*ACTIVITY*. Please retype all the data below exactly, line for line.

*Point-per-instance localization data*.
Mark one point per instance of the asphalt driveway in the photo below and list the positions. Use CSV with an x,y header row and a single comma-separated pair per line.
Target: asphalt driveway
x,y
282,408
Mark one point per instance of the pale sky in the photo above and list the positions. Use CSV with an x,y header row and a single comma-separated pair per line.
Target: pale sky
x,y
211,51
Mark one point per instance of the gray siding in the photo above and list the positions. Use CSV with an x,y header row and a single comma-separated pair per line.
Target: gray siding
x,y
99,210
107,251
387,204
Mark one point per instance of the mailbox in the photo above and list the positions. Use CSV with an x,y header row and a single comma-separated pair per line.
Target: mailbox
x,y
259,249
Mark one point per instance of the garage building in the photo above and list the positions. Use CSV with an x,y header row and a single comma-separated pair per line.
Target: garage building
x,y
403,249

*RESULT FOR THIS EXERCISE*.
Mark one point per instance of the asphalt driveway in the photo below and list the positions. Use CSV with an x,y header row and a single comma-separated pair per line.
Target: asphalt driveway
x,y
282,408
Mark one point per instance of the pale sky in the photo above and list the positions. Use CSV with an x,y header row and a single comma-separated pair per line.
Target: pale sky
x,y
211,51
Mark one point per instance of the gray siding in the photo above and list the positions. Use CSV with an x,y header row and a single comma-separated pair per line.
Target: gray siding
x,y
99,210
107,251
387,204
Mark one point per instance of the mailbox in the photo above and list the positions. Use CSV with an x,y header row and a single comma-separated pair per line.
Target: mailbox
x,y
259,249
Mark one point per instance of the garage building in the photo above and list the positions. Use CSV with an x,y header row and a single comma-separated pair per line.
Target: garage building
x,y
403,249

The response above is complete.